| Aim |
Give every line of the saved entries below as a Markdown table with two columns, Row for the line number and Text for the line itself, omitting blank lines. Leave the pictures out of the table.

Saved entries
.....
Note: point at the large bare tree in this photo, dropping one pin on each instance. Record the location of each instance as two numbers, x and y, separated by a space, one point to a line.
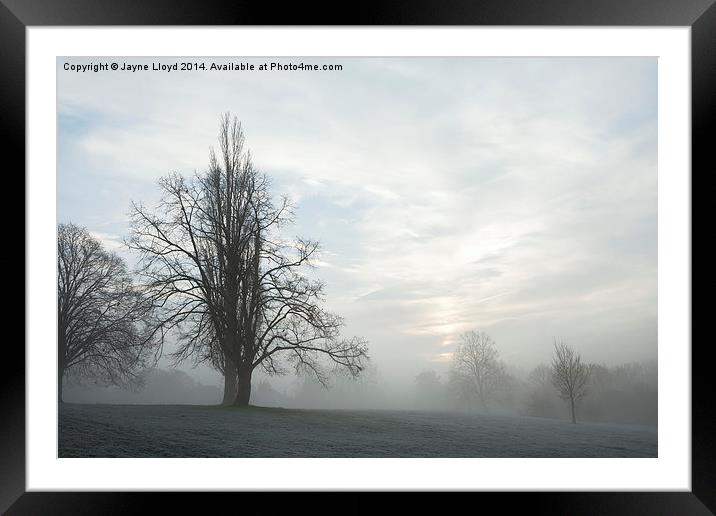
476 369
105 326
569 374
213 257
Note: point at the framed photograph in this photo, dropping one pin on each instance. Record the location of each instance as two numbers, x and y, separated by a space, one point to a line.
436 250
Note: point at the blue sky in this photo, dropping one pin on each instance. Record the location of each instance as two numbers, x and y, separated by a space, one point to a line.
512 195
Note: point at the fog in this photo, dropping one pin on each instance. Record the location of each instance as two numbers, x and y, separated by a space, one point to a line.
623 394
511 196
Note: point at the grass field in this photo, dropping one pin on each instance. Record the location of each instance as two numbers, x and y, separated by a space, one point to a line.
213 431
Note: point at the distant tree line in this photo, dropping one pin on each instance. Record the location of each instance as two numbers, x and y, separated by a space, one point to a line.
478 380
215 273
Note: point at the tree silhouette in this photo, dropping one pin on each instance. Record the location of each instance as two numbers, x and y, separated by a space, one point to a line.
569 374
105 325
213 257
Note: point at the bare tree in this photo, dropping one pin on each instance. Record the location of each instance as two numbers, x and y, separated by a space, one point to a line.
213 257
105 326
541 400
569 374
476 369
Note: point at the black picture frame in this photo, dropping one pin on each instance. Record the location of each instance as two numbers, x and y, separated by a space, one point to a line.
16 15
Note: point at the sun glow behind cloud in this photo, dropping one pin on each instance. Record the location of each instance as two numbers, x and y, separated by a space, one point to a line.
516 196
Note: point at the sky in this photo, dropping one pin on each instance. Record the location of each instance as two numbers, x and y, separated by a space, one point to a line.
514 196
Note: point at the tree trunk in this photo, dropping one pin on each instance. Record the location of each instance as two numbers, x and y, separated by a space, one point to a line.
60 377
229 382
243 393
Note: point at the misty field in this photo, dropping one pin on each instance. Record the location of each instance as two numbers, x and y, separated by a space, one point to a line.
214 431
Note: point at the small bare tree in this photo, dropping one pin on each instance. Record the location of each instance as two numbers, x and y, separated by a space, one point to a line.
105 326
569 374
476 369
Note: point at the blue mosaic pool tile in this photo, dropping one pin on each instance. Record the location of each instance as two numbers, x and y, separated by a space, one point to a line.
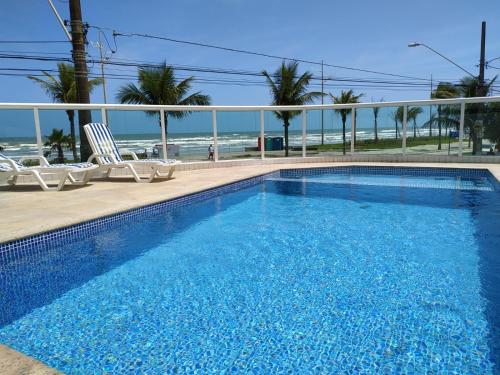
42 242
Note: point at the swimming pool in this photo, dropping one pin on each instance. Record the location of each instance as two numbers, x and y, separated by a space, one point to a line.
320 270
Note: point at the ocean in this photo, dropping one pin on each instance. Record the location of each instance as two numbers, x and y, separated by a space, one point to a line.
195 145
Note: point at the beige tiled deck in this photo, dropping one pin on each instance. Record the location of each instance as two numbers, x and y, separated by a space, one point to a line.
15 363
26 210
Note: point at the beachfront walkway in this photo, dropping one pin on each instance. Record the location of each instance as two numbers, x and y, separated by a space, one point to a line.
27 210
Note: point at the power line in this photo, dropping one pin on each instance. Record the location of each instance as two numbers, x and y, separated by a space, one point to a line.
.....
| Task answer |
| Row | Text |
|---|---|
| 1 | Note: point at the large bare tree in this photo, dropping one pin on each instance. Record the location of each instance as two numbers, x and y, separated by a space, one point to a line. |
| 2 | 476 369 |
| 3 | 105 326 |
| 4 | 569 374 |
| 5 | 213 257 |
| 6 | Note: point at the framed photograph in this photo, dropping one pin on each instance. Record the location of each instance as two numbers, x and y, separated by a space, one point to a line. |
| 7 | 436 250 |
| 8 | Note: point at the blue sky in this photo, dropping one pin on each instance. Record the location of each instance as two numbers, x and y, separated by a space, one point to a line. |
| 9 | 512 195 |
| 10 | Note: point at the fog in this photo, dropping one pin on each instance. Record the location of each instance as two numbers, x and y, separated by a space, one point to a line. |
| 11 | 623 394 |
| 12 | 511 196 |
| 13 | Note: point at the grass field in this photo, dropping one pin on each instance. Record the location of each instance as two numbers, x and y, separated by a space, one point to a line. |
| 14 | 213 431 |
| 15 | Note: point at the distant tree line in this photo, dropping one pin on each instance. Record the location of each instance as two numbers, x and y, separated by a space, one point to a line. |
| 16 | 478 380 |
| 17 | 215 273 |
| 18 | Note: point at the tree silhouette in this photo, dropping one pin on each instance. Record the location of each instance as two numbers, x and y, separated by a space, one point to a line. |
| 19 | 569 374 |
| 20 | 105 325 |
| 21 | 213 257 |
| 22 | Note: point at the bare tree in this photo, dropping one pin on each instance. Record the location of each instance as two numbers, x and y, separated by a space, one point to a line. |
| 23 | 213 257 |
| 24 | 105 326 |
| 25 | 541 400 |
| 26 | 569 374 |
| 27 | 476 369 |
| 28 | Note: point at the black picture frame in this photo, dropping one pin on each instance. Record the location of each instance as two numbers, x and y, separated by a space, one point to a line. |
| 29 | 16 15 |
| 30 | Note: point at the sun glow behind cloud in this photo, dropping one pin on each instance. Record the location of each instance as two numbers, x and y, separated by a space, one point to a line. |
| 31 | 516 196 |
| 32 | Note: point at the sky in this photo, dropping one pin on each instance. Record the location of each instance as two numbers, x and y, separated by a space, one point to a line. |
| 33 | 514 196 |
| 34 | Note: point at the tree trunk in this photo, dropping one pin on each instance. Record the location of each instance as two numbers, x and y, separated by a space, one point to a line. |
| 35 | 60 377 |
| 36 | 229 382 |
| 37 | 243 393 |
| 38 | Note: point at the misty field in this photo, dropping one pin on each instance. Record the location of each instance as two numbers, x and y, separated by a space, one point to a line. |
| 39 | 214 431 |
| 40 | Note: point at the small bare tree in this photo, dropping one pin on each instance. Record the location of each instance as two numbers, x and y, separated by a space, one point to a line. |
| 41 | 105 326 |
| 42 | 569 374 |
| 43 | 476 369 |
| 44 | Note: point at the blue mosaic pool tile in this photo, dropping one pin on each instance. Record the location of each instance as two numbers, x and y, separated by a space, one point to a line. |
| 45 | 42 242 |
| 46 | Note: point at the swimming pool in this photo, dropping one pin on each instance. Record the location of each instance as two numbers, x and y, separated by a space, one point to a line. |
| 47 | 320 270 |
| 48 | Note: point at the ocean in this photo, dropping one pin on each instance. Record the location of each instance as two numbers, x and y, separated by a space, one point to a line. |
| 49 | 195 145 |
| 50 | Note: point at the beige tiled deck in this photo, dropping one pin on each instance. Record the location of each instance as two numbers, x and y, separated by a space, one point to a line. |
| 51 | 15 363 |
| 52 | 26 210 |
| 53 | Note: point at the beachfront walkway in this photo, dropping one pin on each instance. Record the location of each instance as two numbers, x and y, separated by a space, one point to a line. |
| 54 | 27 210 |
| 55 | Note: point at the power line in this photo, dropping one pin on each instance. Record the location of each instance as two numbers, x and y, separated by a space, one point to a line. |